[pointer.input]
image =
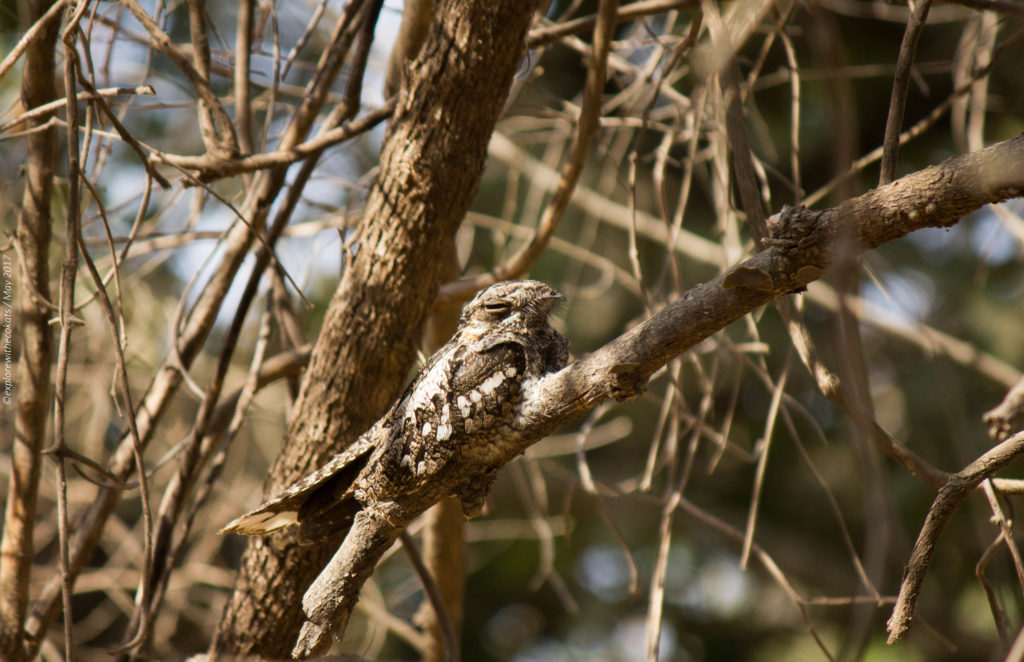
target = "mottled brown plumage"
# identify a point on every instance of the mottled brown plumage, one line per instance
(465, 404)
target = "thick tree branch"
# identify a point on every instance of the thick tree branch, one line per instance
(802, 245)
(430, 167)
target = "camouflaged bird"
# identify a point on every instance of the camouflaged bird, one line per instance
(464, 409)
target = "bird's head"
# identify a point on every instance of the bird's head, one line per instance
(511, 305)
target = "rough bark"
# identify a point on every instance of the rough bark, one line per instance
(33, 383)
(801, 246)
(430, 168)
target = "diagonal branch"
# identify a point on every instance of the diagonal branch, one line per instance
(801, 246)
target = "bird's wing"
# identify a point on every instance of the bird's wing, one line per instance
(310, 496)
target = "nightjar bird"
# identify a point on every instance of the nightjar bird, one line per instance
(451, 431)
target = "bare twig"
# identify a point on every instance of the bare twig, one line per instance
(586, 128)
(945, 503)
(901, 83)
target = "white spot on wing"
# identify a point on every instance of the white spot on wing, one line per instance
(492, 382)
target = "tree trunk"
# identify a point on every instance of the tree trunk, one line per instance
(430, 168)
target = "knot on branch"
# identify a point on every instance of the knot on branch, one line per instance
(628, 381)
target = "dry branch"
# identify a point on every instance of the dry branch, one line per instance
(802, 245)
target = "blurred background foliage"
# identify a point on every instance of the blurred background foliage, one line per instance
(560, 573)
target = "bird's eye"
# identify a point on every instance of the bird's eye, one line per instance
(497, 307)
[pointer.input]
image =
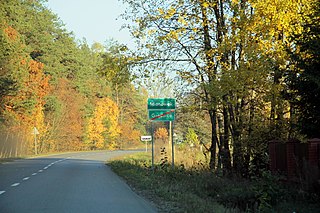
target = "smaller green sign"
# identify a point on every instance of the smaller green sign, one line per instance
(161, 103)
(161, 115)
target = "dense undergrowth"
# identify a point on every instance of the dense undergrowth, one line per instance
(199, 190)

Brief →
Minus its pictures, the full listing should be copied verbatim.

Your response →
[pointer.input]
image =
target = "mottled brown plumage"
# identify a point on every instance of the mottled brown plumage, one line per instance
(465, 404)
target = "thick tree branch"
# identify a point on every instance of the thick tree branch, one line per instance
(802, 245)
(430, 167)
target = "camouflaged bird"
# identify a point on every instance of the camouflaged bird, one line per instance
(464, 409)
target = "bird's head"
# identify a point on every instance of the bird's head, one line per instance
(511, 305)
target = "rough bark"
# identify a point on every instance of the rough bark, one line per instance
(33, 383)
(801, 246)
(430, 168)
target = "diagonal branch"
# identify a point on every instance of the diagonal branch, one line per instance
(801, 246)
target = "bird's wing"
# identify a point on every instance of the bird's wing, one line per instance
(310, 496)
target = "nightjar bird"
# identify a point on every instance of the nightjar bird, one line per instance
(451, 431)
target = "bare twig"
# identify a point on every instance of the bare twig, one line per instance
(586, 128)
(945, 503)
(901, 83)
target = "white spot on wing"
# identify a point on every instance of the white spot on wing, one line per instance
(492, 382)
target = "tree trunk"
# identify a point on every instance of the tree trunk, one line per instance
(430, 168)
target = "knot on branch"
# identify a point on every instance of the knot on branch, one line per instance
(628, 381)
target = "dry branch"
# identify a point on every instance of the dry branch, one line per instance
(802, 245)
target = "blurred background foliage"
# identify a point on every instance of the blurred background foliage, one line per instance
(560, 573)
target = "bird's eye"
# identify a point on every instance of the bird's eye, one line per instance
(497, 307)
[pointer.input]
image =
target = "smaller green sign"
# identify a point on every instance of the smaller green sign, one line per instance
(161, 103)
(161, 115)
target = "dense undergrowth"
# identify a point on every instance of the dense undergrowth, one line per instance
(199, 190)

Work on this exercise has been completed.